DOCUMENT TEXT>
'''

VMware
released the VMware Carbon Black "2020 Cybersecurity Outlook" report,
which offers a holistic view at how attackers have evolved, what
defenders are doing to keep pace and how security and IT teams can work
together in 2020 and beyond.
Using
the MITRE ATT&CK framework as the backdrop for Section I of the
research, the report uncovers the top attack tactics, techniques, and
procedures (TTPs) seen over the last year and provides specific guidance
on ransomware, commodity malware, wipers, access mining and destructive
attacks.
In
Section II of the report, VMware Carbon Black collaborated with
Forrester Consulting on a 624-person survey (IT / security manager and
above, including CIOs and CISOs) to explore the current state of IT and
security relationship dynamics from the C-level to the practitioner
level, and how these will evolve.
Among some of the key findings from the report:
- Attacker behavior continues to become more evasive, a clear sign that attackers are increasingly attempting to circumvent legacy security solutions. Defense evasion behavior was seen in more than 90 percent of the 2,000 attack samples we analyzed.
- Defense evasion behaviors continue to play a key role with ransomware (95 percent of analyzed samples). These ransomware attacks are heavily targeting organizations in energy, government and manufacturing sectors.
- Wipers
(attacks that can overwrite data and clear hard drives) continue to
trend upward as adversaries (including Iran) began to realize the
utility of purely destructive attacks.
- IT and security teams appear to be aligned on goals (preventing breaches, efficiency, incident resolution) but 77.4 percent of survey respondents said IT and security currently have a negative relationship, according to our study conducted with Forrester Consulting.
- 55
percent of survey respondents said driving collaboration across IT and
security teams should be the organization's top priority over the next 12 months, according to the study
- More than 50 percent of survey respondents said that both security and IT will share responsibility for key areas like
endpoint security, security architecture and identity / access
management over the next three to five years, according to the study
For a full look at the key findings and to download the full report, click here.
"Defenders
must stop thinking about how to achieve results on their own. Defenders
must continue to build bridges with IT teams. The time for cooperation
is now. We can no longer afford to go at this problem alone. We need IT
teams to look toward security solutions that are built in and not bolted
on. It's time for security to become part of our organizational DNA.
It's time security becomes intrinsic to how we build, deploy and
maintain technology," said Rick McElroy, one of the report's authors.

'''

[Saved data entries]
'''

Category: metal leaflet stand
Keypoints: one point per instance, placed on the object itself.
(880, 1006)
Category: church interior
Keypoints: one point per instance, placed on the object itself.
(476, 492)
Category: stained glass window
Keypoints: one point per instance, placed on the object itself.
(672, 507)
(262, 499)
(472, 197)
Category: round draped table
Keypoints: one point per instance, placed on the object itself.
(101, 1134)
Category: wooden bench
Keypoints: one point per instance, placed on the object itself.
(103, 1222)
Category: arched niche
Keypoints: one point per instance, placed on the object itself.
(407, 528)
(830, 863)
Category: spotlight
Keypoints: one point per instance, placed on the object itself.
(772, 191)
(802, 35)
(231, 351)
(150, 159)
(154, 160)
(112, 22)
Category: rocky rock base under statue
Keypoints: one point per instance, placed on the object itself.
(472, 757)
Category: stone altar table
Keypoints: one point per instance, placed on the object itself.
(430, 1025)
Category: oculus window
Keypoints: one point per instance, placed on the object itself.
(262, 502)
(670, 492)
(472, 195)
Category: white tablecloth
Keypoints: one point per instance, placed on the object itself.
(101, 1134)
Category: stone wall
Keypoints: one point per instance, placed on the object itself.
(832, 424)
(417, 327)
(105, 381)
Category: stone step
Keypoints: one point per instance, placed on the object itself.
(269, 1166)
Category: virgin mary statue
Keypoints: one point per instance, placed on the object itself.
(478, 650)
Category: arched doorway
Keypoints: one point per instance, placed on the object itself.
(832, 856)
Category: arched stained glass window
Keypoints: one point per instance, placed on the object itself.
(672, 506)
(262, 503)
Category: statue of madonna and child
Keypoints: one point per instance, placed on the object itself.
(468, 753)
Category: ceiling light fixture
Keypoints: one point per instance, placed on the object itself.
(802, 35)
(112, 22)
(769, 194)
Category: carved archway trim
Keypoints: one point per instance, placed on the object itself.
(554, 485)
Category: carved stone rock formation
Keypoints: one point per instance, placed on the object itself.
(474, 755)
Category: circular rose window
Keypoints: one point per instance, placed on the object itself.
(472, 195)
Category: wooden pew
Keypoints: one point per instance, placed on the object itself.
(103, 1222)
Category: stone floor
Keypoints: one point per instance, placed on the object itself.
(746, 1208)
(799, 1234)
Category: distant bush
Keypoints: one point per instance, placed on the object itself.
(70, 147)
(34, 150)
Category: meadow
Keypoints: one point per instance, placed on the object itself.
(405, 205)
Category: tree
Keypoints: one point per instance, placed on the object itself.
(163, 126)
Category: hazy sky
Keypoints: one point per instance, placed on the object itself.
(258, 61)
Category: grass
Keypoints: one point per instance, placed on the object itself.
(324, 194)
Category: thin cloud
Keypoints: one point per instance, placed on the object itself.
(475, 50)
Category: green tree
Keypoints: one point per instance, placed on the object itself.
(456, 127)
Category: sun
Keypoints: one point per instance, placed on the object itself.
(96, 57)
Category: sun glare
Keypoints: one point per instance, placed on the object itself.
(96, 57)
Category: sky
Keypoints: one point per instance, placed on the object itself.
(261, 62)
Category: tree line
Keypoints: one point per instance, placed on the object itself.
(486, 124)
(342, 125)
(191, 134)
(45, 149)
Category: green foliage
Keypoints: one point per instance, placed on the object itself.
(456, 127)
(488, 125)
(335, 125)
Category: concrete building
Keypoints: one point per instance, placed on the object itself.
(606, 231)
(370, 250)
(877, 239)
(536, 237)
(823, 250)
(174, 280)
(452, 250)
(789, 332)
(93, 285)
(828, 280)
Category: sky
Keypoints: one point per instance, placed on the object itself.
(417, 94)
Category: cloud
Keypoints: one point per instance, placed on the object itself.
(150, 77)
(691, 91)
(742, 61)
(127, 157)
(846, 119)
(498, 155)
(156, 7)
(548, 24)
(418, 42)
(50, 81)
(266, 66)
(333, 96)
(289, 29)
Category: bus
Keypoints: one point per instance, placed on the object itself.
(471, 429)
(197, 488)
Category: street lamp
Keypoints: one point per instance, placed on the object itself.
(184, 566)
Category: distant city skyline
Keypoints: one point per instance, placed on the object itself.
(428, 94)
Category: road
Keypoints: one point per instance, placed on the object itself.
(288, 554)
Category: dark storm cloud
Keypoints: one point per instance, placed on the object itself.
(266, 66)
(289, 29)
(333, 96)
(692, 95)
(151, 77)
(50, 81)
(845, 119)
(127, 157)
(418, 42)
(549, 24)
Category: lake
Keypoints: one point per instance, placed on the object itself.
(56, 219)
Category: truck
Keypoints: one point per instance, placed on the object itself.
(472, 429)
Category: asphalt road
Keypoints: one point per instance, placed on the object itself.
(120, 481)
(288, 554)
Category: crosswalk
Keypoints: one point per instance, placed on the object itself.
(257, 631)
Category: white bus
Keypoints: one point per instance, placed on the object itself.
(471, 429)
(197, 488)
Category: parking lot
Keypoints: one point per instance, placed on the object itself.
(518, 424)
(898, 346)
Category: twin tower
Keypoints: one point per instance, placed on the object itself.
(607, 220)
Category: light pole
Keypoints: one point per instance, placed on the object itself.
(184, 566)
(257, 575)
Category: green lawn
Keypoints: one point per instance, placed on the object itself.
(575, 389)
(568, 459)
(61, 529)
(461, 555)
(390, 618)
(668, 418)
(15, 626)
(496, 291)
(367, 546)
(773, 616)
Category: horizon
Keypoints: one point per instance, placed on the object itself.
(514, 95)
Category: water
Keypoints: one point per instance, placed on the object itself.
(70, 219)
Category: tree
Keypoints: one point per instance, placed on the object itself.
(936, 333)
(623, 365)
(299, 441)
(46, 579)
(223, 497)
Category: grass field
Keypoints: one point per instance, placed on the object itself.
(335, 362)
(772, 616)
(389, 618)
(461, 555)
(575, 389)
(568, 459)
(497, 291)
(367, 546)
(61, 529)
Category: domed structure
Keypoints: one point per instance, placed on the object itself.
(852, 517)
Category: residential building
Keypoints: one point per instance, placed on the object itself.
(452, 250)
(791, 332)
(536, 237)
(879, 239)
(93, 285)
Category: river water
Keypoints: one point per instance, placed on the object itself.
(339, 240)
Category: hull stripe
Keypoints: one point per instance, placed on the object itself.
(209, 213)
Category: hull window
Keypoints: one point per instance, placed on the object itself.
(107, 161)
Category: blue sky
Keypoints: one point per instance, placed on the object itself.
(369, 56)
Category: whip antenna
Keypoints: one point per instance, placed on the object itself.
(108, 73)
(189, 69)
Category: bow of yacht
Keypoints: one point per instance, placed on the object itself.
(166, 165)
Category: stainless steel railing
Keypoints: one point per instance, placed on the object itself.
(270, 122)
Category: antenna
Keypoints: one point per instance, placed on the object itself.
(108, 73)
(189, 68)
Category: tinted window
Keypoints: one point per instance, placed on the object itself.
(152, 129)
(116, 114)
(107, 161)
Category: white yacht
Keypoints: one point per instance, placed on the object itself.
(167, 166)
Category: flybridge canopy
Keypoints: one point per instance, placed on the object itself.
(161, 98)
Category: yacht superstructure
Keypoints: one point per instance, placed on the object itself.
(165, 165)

'''

TASKS>
1 – According to the cybersecurity outlook announcement, how many people took part in the survey VMware Carbon Black ran with Forrester Consulting?
2 – Reproduce the passage of the cybersecurity outlook announcement starting with "- IT and security" and going on through "report, click here.", word for word.

WRITTEN ANSWERS>
1 – 624 people.

2 –
- IT and security teams appear to be aligned on goals (preventing breaches, efficiency, incident resolution) but 77.4 percent of survey respondents said IT and security currently have a negative relationship, according to our study conducted with Forrester Consulting.
- 55
percent of survey respondents said driving collaboration across IT and
security teams should be the organization's top priority over the next 12 months, according to the study
- More than 50 percent of survey respondents said that both security and IT will share responsibility for key areas like
endpoint security, security architecture and identity / access
management over the next three to five years, according to the study
For a full look at the key findings and to download the full report, click here.